Source text:
— Start —

This invention is directed generally to broadheads attachable to archery arrows used for hunting, and more particularly to mechanical broadheads having blades that rotate between shooting and retraction positions.
Modern broadheads are tips attachable to a distal end of an arrow shaft and include one or more blades having cutting arrises. Modern broadheads are typically either a fixed blade broadhead or a mechanical blade broadhead. Mechanical blade broadheads include blades that move between open and closed positions. The closed position is used for blades during flight and before impact with an animal. Upon impact, the blades move from the closed position into the open position, whereby the cutting diameter is of the broadhead is substantially increased. In the open position, the blades extend outwardly from a generally cylindrical broadhead body. The blades typically extend from the broadhead such that the cutting arris of each blade are at an acute angle relative to a longitudinal axis of the broadhead body and extend from a distal point at an intersection at an outer surface of the broadhead body to near the tip at an outer surface of the broadhead body to a proximal point radially outward of the outer surface of the broadhead body. In this position, the blades are capable of cutting flesh as the broadhead passes through an animal.
A broadhead having at least one movable blade capable of moving between shooting and retraction positions is disclosed. In at least one embodiment, the broadhead may include a plurality of movable blades. The broadhead may include a blade movement resistance system configured to retain the blades in a shooting position while being shot and enable to blades to rotate forward into a retraction position during retraction into a nonbarb position to enable the broadhead to be easily removed from a target or animal. A nonbarb position is one in which the proximal edge of the blade does not form an acute angle with the broadhead body or arrow but faces away from the broadhead body or arrow at an obtuse angle. Such a configuration enables the broadhead to be constructed of less material than conventional broadheads yet still comply with nonbarb regulations and be lightweight. Being lightweight enables the broadhead to be used with low poundage draw bows, pneumatic arrow guns, blowguns, and the like.

— End —

Dataset extract:
— Start —

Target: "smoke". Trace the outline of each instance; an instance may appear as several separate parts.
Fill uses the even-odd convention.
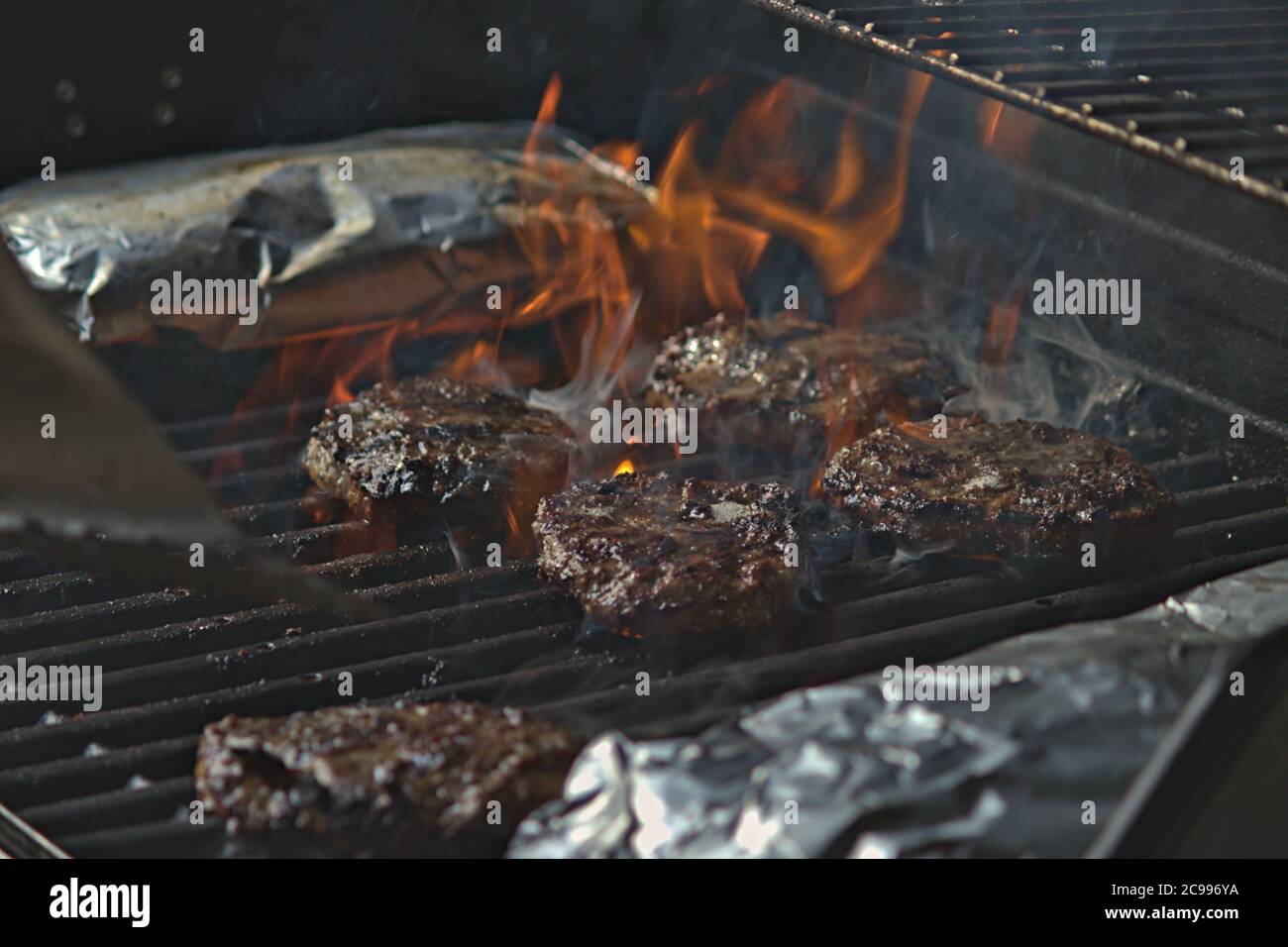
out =
[[[990,421],[1046,421],[1084,430],[1108,406],[1123,403],[1135,379],[1087,331],[1079,317],[1019,314],[1005,362],[990,350],[988,327],[943,332],[935,347],[966,392],[944,403],[948,414],[980,414]]]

— End —

Exercise objective: Rewrite the broadhead text from "This invention is" to "and retraction positions.", changing "rotate" to "pivot".

Complete response:
This invention is directed generally to broadheads attachable to archery arrows used for hunting, and more particularly to mechanical broadheads having blades that pivot between shooting and retraction positions.